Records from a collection
────────────────────

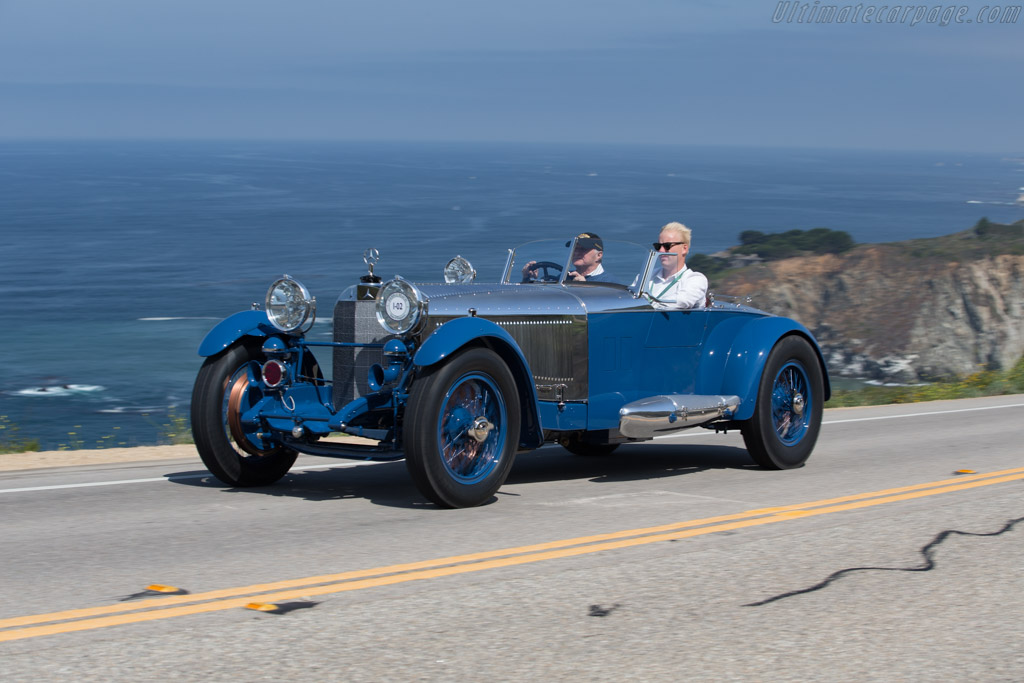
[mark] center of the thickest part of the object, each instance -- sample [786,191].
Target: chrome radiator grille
[354,322]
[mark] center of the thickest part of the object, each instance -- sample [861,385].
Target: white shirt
[689,291]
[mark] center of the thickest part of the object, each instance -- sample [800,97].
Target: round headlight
[289,305]
[398,306]
[459,270]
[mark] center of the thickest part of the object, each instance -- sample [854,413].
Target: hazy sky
[605,71]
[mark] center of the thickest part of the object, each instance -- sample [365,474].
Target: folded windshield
[583,260]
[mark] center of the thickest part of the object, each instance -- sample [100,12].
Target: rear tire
[787,416]
[235,453]
[462,429]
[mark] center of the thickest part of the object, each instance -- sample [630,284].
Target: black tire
[578,446]
[449,465]
[237,456]
[787,416]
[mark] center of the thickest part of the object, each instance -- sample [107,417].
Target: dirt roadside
[10,462]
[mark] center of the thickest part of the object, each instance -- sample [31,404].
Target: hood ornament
[371,257]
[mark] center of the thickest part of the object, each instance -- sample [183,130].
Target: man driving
[587,256]
[674,285]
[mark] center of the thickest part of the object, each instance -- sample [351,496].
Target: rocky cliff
[901,311]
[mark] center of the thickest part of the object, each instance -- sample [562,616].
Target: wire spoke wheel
[787,416]
[790,398]
[462,428]
[235,450]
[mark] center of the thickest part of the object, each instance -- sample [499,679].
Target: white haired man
[674,285]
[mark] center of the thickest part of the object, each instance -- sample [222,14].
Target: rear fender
[465,332]
[739,350]
[233,328]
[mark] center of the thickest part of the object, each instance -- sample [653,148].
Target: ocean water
[118,257]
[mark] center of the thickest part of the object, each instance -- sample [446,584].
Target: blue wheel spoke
[791,401]
[472,397]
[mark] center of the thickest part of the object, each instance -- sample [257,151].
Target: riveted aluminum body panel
[547,323]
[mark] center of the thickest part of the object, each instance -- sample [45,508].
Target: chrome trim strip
[659,415]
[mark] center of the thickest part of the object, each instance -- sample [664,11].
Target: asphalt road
[671,560]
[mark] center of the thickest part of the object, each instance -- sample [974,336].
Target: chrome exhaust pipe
[660,415]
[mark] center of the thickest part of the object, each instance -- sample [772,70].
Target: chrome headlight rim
[293,310]
[459,271]
[399,306]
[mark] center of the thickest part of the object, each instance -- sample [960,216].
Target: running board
[659,415]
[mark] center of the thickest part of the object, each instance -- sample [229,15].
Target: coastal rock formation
[882,312]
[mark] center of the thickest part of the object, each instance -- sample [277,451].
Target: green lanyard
[673,283]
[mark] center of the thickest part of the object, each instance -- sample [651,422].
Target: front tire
[787,416]
[235,453]
[462,429]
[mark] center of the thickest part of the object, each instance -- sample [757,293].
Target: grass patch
[987,383]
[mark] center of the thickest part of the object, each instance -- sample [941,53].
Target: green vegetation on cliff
[985,239]
[987,383]
[773,247]
[793,243]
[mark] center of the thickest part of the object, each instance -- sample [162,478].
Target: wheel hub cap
[798,403]
[481,427]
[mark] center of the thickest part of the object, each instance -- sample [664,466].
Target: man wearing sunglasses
[676,286]
[587,256]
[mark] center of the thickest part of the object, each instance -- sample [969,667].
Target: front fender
[744,349]
[232,328]
[461,332]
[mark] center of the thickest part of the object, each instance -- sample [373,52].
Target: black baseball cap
[588,241]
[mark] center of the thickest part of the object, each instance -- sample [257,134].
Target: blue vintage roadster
[458,377]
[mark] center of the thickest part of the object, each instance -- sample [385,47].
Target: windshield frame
[645,255]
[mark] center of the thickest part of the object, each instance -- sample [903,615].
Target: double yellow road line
[19,628]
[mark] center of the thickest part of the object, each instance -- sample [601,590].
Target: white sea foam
[180,317]
[59,390]
[132,410]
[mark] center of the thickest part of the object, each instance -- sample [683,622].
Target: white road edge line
[918,415]
[332,466]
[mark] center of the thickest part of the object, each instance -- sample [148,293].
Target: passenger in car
[675,285]
[587,260]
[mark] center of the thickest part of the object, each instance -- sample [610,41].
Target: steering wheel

────────────────────

Challenge:
Copy word for word the stretch of the material from the line containing "-- sample [969,667]." through the end of the material.

Exercise answer:
[mark] center of the thickest part of the object, each instance -- sample [969,667].
Target: front fender
[744,349]
[232,328]
[461,332]
[mark] center of the thickest part of the object, each instance -- sample [373,52].
Target: black baseball cap
[588,241]
[mark] center of the thickest part of the object, each instance -- sample [257,134].
Target: blue vintage roadster
[458,377]
[mark] center of the thickest part of the object, each instance -- sample [385,47].
Target: windshield frame
[645,255]
[mark] center of the thickest part of the object, each instance -- sample [903,615].
Target: double yellow road line
[19,628]
[mark] center of the thickest part of the object, each instance -- sample [601,590].
Target: white sea foam
[180,317]
[59,390]
[132,410]
[mark] center of the thickest part of the object, each instance -- sample [683,622].
Target: white road edge line
[918,415]
[332,466]
[mark] center of the thickest part of the object, each instance -- sample [148,293].
Target: passenger in car
[675,285]
[587,260]
[mark] center of the thickest part of the object, each instance -- sample [610,41].
Target: steering wheel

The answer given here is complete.